[Saved entries]
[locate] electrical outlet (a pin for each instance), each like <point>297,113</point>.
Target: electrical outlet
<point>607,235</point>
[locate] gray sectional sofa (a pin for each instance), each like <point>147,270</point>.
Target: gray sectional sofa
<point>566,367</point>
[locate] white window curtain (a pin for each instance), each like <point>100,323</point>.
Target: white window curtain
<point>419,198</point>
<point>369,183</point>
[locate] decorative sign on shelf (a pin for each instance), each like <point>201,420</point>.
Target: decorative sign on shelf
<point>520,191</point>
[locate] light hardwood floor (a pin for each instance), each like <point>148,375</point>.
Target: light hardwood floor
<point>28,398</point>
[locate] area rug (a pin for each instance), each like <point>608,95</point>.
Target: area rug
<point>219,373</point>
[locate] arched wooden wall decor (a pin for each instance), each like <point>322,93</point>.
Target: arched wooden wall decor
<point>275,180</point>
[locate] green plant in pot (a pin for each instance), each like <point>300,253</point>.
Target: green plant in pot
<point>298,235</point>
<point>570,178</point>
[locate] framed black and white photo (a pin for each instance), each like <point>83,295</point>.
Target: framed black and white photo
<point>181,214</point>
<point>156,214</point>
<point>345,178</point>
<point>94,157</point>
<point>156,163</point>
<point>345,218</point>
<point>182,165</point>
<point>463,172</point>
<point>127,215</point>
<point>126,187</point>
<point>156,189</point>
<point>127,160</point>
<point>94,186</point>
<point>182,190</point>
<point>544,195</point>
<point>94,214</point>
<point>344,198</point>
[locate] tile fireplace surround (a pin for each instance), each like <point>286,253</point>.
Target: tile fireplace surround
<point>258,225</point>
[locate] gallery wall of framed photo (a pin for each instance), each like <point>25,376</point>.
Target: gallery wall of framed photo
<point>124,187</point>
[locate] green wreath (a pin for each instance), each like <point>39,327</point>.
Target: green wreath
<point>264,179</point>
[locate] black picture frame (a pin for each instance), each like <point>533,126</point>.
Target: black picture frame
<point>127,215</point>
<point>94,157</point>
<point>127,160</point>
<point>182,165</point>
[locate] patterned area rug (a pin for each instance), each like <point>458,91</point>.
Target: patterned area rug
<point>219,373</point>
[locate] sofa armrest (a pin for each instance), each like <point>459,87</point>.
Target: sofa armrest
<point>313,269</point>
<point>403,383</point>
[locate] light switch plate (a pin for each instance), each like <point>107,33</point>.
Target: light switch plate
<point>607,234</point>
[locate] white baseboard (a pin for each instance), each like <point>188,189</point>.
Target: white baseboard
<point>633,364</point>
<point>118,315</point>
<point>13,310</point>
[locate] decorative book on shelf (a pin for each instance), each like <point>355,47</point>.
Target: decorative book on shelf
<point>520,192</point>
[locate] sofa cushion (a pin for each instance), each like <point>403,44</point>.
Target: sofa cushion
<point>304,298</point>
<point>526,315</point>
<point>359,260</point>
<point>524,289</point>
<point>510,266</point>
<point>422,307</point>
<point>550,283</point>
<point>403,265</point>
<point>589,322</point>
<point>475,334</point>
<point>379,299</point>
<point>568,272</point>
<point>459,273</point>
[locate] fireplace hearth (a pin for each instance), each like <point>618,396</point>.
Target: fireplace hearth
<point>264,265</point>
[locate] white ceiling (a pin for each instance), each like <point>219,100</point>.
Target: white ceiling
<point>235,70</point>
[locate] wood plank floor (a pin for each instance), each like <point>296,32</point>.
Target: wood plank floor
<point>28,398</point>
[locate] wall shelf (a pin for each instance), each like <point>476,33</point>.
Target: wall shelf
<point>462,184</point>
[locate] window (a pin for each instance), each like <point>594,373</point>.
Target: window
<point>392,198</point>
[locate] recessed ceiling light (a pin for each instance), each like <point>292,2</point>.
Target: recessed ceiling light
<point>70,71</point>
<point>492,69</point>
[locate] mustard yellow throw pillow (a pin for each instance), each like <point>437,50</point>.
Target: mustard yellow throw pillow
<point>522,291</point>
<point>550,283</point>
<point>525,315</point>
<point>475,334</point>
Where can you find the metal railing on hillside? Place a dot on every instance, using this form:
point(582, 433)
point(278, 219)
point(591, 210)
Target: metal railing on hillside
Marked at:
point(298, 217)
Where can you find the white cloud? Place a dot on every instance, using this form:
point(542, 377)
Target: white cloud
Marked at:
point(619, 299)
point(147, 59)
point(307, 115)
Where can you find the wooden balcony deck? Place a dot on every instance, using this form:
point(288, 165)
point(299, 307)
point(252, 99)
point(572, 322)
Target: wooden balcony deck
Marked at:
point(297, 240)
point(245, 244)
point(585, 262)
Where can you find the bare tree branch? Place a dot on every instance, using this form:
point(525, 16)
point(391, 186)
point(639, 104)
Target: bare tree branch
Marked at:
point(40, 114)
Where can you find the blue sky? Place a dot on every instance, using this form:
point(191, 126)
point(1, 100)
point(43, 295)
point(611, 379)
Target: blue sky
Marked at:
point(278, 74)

# Exercise:
From the first line to the last, return the data exactly as written.

# Solution for this problem:
[locate] electrical outlet (a pin for each instance), each like <point>297,113</point>.
Target: electrical outlet
<point>607,235</point>
[locate] gray sectional sofa (a pin for each instance), each like <point>147,270</point>.
Target: gray sectional sofa
<point>566,367</point>
[locate] white window curtain (a pin for each instance), each like <point>100,323</point>.
Target: white window curtain
<point>419,198</point>
<point>369,183</point>
[locate] decorative sign on shelf (a pin for each instance), each like <point>201,420</point>.
Target: decorative sign on shelf
<point>520,191</point>
[locate] light hardwood floor (a pin for each instance), each like <point>148,375</point>.
Target: light hardwood floor
<point>28,398</point>
[locate] area rug (a pin for each instance), each like <point>608,95</point>.
Target: area rug
<point>219,373</point>
[locate] arched wooden wall decor (a pin for each instance), each like <point>322,93</point>.
Target: arched wooden wall decor
<point>275,180</point>
[locate] green plant in pot (a pin for each instance), each like <point>300,253</point>.
Target: green plant in pot
<point>298,235</point>
<point>570,178</point>
[locate] framed black and white photo (a pin for each instance), each like <point>83,295</point>.
Target: framed black and white photo
<point>181,214</point>
<point>156,214</point>
<point>345,178</point>
<point>94,157</point>
<point>156,163</point>
<point>345,218</point>
<point>182,165</point>
<point>463,172</point>
<point>127,215</point>
<point>126,187</point>
<point>156,189</point>
<point>127,160</point>
<point>94,186</point>
<point>182,190</point>
<point>544,195</point>
<point>94,214</point>
<point>344,198</point>
[locate] tile fireplace surround (a pin for each instance), each like <point>286,253</point>.
Target: tile fireplace surround
<point>258,225</point>
[locate] gallery wall of framed photo (a pin for each instance), each like <point>25,376</point>.
Target: gallery wall of framed photo
<point>124,187</point>
[locate] green wreath (a pin for each instance), each like <point>39,327</point>.
Target: green wreath
<point>264,179</point>
[locate] black picture frame (a pin for each instance), each like <point>533,126</point>.
Target: black picture frame
<point>127,215</point>
<point>94,157</point>
<point>127,160</point>
<point>182,165</point>
[locate] patterned area rug (a pin for each instance), each like <point>458,91</point>.
Target: patterned area rug
<point>219,373</point>
[locate] sofa armrest (a pin for each instance), each like <point>459,87</point>.
Target: sofa armrest
<point>313,269</point>
<point>403,383</point>
[locate] light switch plate (a pin for each instance), each like <point>107,33</point>.
Target: light switch plate
<point>607,234</point>
[locate] white baseboard (a pin for each instance), each like <point>188,189</point>.
Target: white baseboard
<point>633,364</point>
<point>118,315</point>
<point>13,310</point>
[locate] decorative book on shelf (a pin for each instance), each like <point>355,47</point>.
Target: decorative book on shelf
<point>520,192</point>
[locate] sofa cushion (a pin for each instance), each like <point>403,44</point>.
Target: sofa cushion
<point>304,298</point>
<point>526,315</point>
<point>359,260</point>
<point>524,289</point>
<point>510,266</point>
<point>422,307</point>
<point>550,283</point>
<point>403,265</point>
<point>589,322</point>
<point>475,334</point>
<point>379,299</point>
<point>568,272</point>
<point>459,273</point>
[locate] fireplace hearth (a pin for each instance), each like <point>618,396</point>.
Target: fireplace hearth
<point>264,265</point>
[locate] white ceiling (a pin for each instance), each like <point>219,100</point>.
Target: white ceiling
<point>235,70</point>
[locate] wood plank floor (a pin for each instance), each like <point>296,32</point>.
Target: wood plank floor
<point>28,398</point>
[locate] wall shelf (a pin for each instance), each like <point>476,33</point>.
Target: wall shelf
<point>462,184</point>
[locate] window (a pin for each instance), each like <point>594,373</point>.
Target: window
<point>392,198</point>
[locate] recessed ceiling light (a pin for each instance), each like <point>292,2</point>.
Target: recessed ceiling light
<point>70,71</point>
<point>492,69</point>
[locate] mustard yellow throw pillow (a pin for each instance), each like <point>437,50</point>.
Target: mustard yellow throw pillow
<point>522,291</point>
<point>550,283</point>
<point>525,315</point>
<point>475,334</point>
Where can you find the metal railing on hillside? Place a dot on every instance, using this form:
point(582, 433)
point(278, 219)
point(591, 210)
Target: metal railing on hillside
Marked at:
point(298, 217)
Where can you find the white cloud? Place a dot on every instance, using this form:
point(542, 377)
Target: white cloud
Marked at:
point(619, 299)
point(147, 59)
point(307, 115)
Where can you find the wooden balcony deck? Place a dot on every instance, using this form:
point(288, 165)
point(299, 307)
point(252, 99)
point(572, 322)
Target: wooden balcony deck
Marked at:
point(297, 240)
point(245, 244)
point(585, 262)
Where can you find the bare tree branch? Place a dot on every instance, using this form:
point(525, 16)
point(391, 186)
point(639, 104)
Target: bare tree branch
Marked at:
point(40, 114)
Where can you find the blue sky? Place a dot on every instance, using this form:
point(191, 126)
point(1, 100)
point(43, 295)
point(611, 379)
Target: blue sky
Marked at:
point(278, 74)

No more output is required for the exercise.